Michael Doucet & Beausoleil and Terrance Simien & the Mallet Playboys--two of the featured acts on the seven-hour bill during Saturday’s opening portion of the two-day festival--were both showcased on the “Big Easy” sound-track album and the differences in their music underscore the range of Cajun and zydeco music.

Doucet, a fiddler and singer in his late 30s, is a traditionalist who is open to change. There’s such an appealing hoedown spirit to his brand of Cajun that even Beausoleil’s ballads have a seductive dance sway. The band--whose name means beautiful sunshine-- used guitar, bass and keyboards on Saturday, but its peppy, invigorating rhythm is built around an emphasis on fiddle, accordion and drums.

The tonic is so disarming that it’s no wonder such pop heroes as Bruce Springsteen and U2 caught Doucet’s band Friday night at Club Lingerie in Hollywood, a warm-up for the festival. On Saturday, songwriter-guitarist Richard Thompson joined Beausoleil for “Louie, Louie,” a witty surprise selection.

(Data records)
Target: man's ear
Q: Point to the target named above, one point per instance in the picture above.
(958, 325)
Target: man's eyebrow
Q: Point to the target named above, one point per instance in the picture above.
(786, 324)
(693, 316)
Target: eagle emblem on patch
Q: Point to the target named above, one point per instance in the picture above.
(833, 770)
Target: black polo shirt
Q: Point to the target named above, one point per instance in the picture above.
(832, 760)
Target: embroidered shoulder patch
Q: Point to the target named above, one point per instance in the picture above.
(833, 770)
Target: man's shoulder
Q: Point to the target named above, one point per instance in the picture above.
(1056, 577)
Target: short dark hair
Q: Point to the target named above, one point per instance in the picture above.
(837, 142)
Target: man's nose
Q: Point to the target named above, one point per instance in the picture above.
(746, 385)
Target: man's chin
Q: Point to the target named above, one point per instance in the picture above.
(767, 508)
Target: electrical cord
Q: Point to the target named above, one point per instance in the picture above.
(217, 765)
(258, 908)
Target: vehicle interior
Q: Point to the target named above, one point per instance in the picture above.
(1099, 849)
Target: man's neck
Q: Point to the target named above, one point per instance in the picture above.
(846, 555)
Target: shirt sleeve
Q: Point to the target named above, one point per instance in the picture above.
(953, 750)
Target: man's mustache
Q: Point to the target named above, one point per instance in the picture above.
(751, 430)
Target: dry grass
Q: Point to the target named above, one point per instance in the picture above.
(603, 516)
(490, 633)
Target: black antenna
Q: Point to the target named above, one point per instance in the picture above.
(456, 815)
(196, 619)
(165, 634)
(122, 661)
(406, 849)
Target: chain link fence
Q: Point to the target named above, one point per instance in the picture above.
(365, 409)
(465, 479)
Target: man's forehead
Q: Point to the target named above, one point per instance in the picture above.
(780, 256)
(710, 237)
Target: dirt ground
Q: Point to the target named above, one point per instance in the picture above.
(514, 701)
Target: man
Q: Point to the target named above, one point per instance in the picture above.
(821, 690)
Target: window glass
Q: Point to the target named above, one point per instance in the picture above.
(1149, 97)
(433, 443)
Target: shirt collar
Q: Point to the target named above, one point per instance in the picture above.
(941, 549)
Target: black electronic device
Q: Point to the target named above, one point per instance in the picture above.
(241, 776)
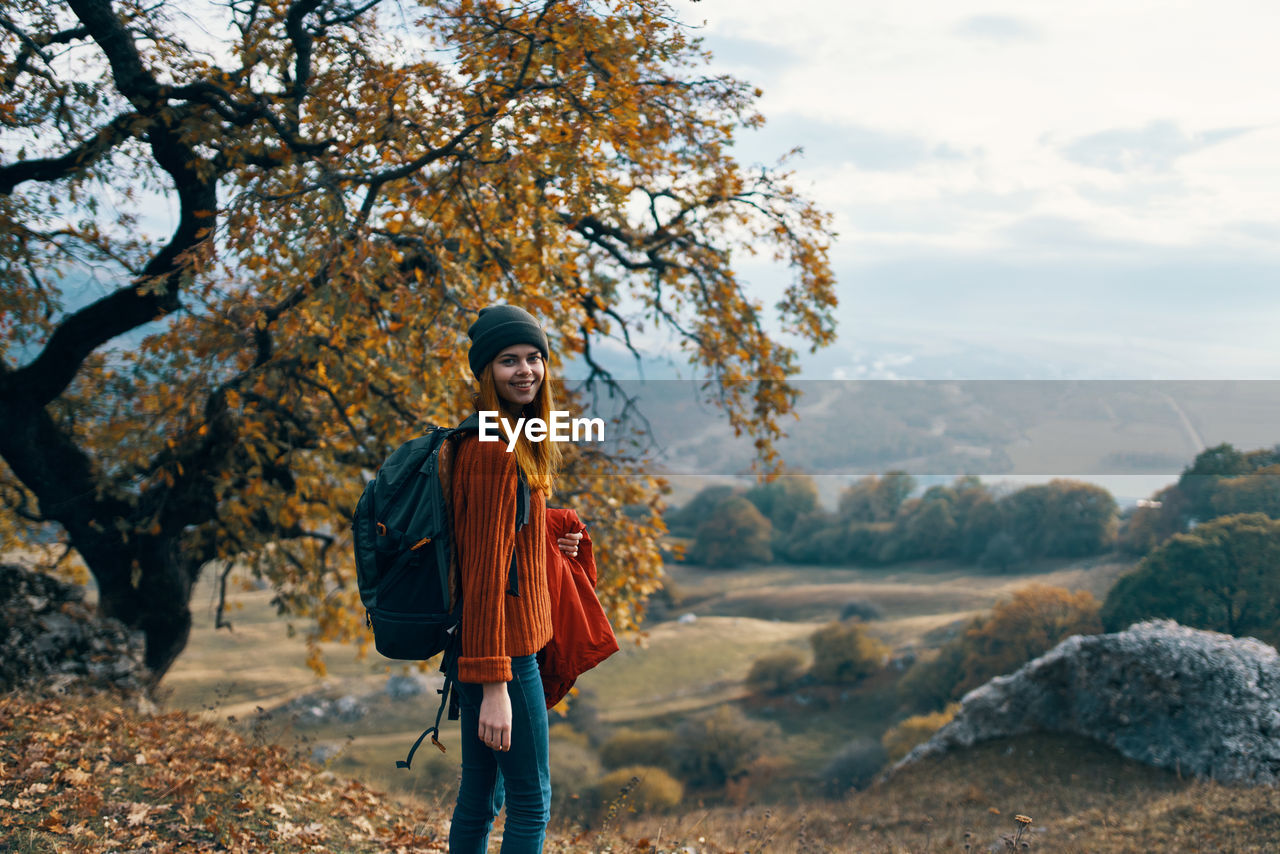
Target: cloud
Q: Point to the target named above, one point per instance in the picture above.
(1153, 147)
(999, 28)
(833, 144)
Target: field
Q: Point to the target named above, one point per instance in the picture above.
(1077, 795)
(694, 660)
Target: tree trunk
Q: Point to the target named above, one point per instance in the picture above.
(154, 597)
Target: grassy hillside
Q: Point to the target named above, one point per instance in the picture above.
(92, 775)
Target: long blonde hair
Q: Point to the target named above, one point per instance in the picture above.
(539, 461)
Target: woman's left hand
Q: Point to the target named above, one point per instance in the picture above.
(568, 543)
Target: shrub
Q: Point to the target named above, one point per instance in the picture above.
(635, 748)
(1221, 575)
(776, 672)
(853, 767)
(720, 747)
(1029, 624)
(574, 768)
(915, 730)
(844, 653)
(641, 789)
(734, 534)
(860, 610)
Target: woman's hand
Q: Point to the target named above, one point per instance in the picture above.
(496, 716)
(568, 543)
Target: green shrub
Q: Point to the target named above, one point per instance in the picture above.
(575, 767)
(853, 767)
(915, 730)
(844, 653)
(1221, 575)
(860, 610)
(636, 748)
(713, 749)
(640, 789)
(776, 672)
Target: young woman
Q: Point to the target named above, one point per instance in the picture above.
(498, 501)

...

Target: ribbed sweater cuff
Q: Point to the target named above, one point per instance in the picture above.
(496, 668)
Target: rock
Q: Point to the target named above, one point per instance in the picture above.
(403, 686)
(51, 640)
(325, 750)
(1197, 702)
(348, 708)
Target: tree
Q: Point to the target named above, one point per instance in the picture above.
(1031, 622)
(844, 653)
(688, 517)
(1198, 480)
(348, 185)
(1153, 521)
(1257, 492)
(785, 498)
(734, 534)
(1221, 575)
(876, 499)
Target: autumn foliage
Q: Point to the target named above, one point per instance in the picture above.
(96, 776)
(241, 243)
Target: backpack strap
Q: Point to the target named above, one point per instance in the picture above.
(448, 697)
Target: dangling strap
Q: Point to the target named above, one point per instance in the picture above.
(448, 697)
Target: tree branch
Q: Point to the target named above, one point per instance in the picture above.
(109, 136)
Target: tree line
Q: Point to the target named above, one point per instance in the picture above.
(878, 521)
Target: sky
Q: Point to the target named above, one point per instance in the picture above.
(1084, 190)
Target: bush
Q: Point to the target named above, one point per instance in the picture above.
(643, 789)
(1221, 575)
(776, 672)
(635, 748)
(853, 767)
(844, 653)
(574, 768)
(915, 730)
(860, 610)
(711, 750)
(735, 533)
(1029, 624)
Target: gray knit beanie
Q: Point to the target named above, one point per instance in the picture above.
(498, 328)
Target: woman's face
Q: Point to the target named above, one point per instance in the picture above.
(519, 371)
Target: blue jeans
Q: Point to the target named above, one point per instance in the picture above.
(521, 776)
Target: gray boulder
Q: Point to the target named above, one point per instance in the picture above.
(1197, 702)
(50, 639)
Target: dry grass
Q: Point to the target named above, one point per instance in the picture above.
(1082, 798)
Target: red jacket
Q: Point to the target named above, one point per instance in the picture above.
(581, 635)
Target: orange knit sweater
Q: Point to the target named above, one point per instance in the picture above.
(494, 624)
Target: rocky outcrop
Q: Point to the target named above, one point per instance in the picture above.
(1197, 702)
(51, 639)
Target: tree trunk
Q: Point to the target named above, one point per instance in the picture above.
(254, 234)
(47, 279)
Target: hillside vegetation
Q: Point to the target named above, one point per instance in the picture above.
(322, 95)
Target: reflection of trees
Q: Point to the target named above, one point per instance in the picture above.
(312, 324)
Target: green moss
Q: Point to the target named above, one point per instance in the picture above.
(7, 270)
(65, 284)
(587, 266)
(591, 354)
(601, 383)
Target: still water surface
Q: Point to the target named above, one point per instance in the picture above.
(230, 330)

--

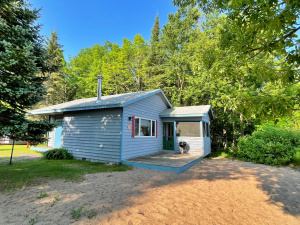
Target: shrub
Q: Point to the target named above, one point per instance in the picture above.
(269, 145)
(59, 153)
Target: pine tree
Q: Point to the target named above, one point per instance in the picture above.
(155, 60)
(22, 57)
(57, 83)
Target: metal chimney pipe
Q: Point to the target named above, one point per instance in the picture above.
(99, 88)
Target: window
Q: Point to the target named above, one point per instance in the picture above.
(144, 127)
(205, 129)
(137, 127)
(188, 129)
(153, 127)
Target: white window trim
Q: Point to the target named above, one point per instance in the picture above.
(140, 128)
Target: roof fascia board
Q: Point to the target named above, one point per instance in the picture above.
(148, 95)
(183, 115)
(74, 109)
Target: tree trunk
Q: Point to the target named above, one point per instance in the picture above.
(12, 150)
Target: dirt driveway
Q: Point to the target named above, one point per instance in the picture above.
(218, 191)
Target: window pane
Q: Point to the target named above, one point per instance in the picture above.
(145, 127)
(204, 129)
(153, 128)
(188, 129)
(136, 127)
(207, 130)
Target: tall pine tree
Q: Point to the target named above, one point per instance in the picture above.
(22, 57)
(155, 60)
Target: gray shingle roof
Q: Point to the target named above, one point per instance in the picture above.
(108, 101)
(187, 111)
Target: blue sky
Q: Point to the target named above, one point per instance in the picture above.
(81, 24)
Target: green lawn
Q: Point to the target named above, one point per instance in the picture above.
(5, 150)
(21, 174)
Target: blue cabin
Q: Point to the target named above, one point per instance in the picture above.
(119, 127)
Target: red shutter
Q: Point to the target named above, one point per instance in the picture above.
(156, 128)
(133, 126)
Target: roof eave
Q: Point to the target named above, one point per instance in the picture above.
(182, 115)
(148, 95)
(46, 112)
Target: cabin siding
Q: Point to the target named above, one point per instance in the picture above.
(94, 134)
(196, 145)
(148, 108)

> **Problems to solve**:
1. Quote the festival review from "Michael Doucet &" to "and zydeco music.".
2. Give a three-sentence summary of the festival review.

> **Per-task outputs**:
1.
Michael Doucet & Beausoleil and Terrance Simien & the Mallet Playboys--two of the featured acts on the seven-hour bill during Saturday’s opening portion of the two-day festival--were both showcased on the “Big Easy” sound-track album and the differences in their music underscore the range of Cajun and zydeco music.

2. Michael Doucet & Beausoleil and Terrance Simien & the Mallet Playboys both played Saturday's opening part of a two-day festival, and both were on the "Big Easy" soundtrack album, where their differences show the range of Cajun and zydeco music. Doucet, a fiddler and singer in his late 30s, is a traditionalist open to change, and his band's lively Cajun sound is built around fiddle, accordion and drums. Bruce Springsteen and U2 caught the band Friday night at Club Lingerie in Hollywood, and on Saturday Richard Thompson joined Beausoleil for "Louie, Louie."